━━━ Supplied passage

The authors demonstrate, in figure 1, that bevacizumab (AvastinTM;
Genentech Inc. San Francisco, CA) is unable to bind to murine VEGF and
they provide evidence by doing Western blot on rat ocular tissue (retina
and choroid) using anti-rat VEGF antibody (R&D systems, Minneapolis) and
bevacizumab. Membranes were developed using rabbit anti mouse IgG and
anti-goat IgG. Authors demonstrate that only anti rat VEGF antibody was
able to detect rat VEGF and not bevacizumab. Although the authors have
not mentioned it in their paper, the anti-rat VEGF antibody that the
authors used is raised in goat according to the information provided by
the source. It justifies the use of anti-goat secondary antibody. It is
not clear why and where they used anti-mouse IgG. On the other hand,
bevacizumab is a humanized antibody and it should be detected by
anti-human IgG 3, which was not used by the authors. This might explain
why they could not detect bevacizumab binding with rat VEGF. Consistent
with this argument, Bock et al. in a recent paper have been able to
show that bevacizumab binds to murine VEGF. They used a similar
technique (Western blot), and by using anti-human IgG were able to
detect bevacizumab bound to the murine VEGF. They further confirmed
their results using additional techniques such as ELISA (again utilizing
anti-human IgG) and surface Plasmon resonance (BIAcore assay).

━━━━━━
━━━ Data extract

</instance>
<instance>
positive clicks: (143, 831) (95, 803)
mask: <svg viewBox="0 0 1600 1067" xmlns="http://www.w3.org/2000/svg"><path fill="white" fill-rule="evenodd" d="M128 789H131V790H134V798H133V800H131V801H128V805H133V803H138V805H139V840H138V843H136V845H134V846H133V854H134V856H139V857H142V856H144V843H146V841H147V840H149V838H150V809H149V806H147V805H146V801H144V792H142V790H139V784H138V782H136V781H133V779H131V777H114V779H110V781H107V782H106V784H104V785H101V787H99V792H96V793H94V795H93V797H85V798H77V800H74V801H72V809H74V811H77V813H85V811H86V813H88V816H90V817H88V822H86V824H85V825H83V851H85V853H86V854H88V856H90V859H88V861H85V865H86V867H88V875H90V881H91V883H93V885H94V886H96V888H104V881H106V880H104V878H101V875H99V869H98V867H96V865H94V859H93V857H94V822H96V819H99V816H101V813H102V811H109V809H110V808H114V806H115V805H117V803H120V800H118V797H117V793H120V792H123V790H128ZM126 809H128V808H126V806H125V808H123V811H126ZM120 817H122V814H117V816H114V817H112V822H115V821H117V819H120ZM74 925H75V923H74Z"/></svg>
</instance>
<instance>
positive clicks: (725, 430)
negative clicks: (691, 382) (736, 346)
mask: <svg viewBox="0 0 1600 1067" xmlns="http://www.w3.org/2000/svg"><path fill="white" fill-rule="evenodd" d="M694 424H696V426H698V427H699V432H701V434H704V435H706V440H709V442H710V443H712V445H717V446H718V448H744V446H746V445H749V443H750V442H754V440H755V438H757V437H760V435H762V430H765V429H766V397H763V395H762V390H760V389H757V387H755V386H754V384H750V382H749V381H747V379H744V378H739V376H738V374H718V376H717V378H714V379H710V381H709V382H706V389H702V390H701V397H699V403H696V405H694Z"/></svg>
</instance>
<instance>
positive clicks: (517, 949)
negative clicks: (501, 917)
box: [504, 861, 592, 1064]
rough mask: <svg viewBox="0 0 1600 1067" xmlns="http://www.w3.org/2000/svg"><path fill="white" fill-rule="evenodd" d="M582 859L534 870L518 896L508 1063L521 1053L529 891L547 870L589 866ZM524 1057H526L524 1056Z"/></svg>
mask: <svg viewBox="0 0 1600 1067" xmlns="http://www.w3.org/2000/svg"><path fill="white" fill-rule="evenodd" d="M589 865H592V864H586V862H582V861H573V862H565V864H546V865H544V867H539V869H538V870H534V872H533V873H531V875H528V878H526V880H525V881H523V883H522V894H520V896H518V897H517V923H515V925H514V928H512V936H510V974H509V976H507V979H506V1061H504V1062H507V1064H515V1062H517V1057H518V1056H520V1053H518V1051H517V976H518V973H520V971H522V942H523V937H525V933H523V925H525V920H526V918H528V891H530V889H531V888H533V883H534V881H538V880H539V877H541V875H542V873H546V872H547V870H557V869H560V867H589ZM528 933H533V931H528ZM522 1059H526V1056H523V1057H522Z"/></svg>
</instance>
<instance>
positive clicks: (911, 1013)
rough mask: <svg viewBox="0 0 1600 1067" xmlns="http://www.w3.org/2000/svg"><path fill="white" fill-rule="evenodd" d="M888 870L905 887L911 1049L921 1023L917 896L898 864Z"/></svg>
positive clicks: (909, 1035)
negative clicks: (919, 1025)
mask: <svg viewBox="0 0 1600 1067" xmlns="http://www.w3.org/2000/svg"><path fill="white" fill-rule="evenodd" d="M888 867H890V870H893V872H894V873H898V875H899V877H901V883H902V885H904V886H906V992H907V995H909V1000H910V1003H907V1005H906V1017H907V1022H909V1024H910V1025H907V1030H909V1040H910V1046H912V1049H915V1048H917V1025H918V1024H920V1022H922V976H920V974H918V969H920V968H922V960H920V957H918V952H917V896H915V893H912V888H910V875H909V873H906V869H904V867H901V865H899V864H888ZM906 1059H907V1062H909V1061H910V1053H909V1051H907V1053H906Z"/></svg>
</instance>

━━━━━━

Prompt 1: In the passage on bevacizumab and murine VEGF, what animal was the anti-rat VEGF antibody raised in, according to its source?
Prompt 2: Carry on the passage about bevacizumab binding to murine VEGF, starting after its final sentence.
The listing plays no part in what follows.

Response area 1: It was raised in goat.

Response area 2:
Also, the figure legend of Figure 2 does not match the figure, nor
does the legend for Figure 4. It seems figures have switched.
Rajesh K Sharma, MD, PhD
Kakarla V Chalam, MD, PhD, MBA, FACS
Department of Ophthalmology
University of Florida, College of Medicine
1. Iriyama A, Chen YN, Tamaki Y et al. Effect of anti-VEGF antibody on retinal ganglion cells in rats. Br.J.Ophthalmol. 2007;91:1230-3.
2. Aggio FB, Farah ME, Silva WC et al. Intravitreal
bevacizumab for exudative age-related macular degeneration after multiple treatments.
Graefes Arch.Clin.Exp.Ophthalmol. 2006.
3. Heiduschka P, Fietz H, Hofmeister S et al. Penetration of bevacizumab through the retina after intravitreal injection in the monkey.
Invest Ophthalmol.Vis.Sci. 2007;48:2814-23.
4. Bock F, Onderka J, Dietrich T et al. Bevacizumab as a potent inhibitor of inflammatory corneal angiogenesis and lymphangiogenesis.
Invest Ophthalmol.Vis.Sci. 2007;48:2545-52.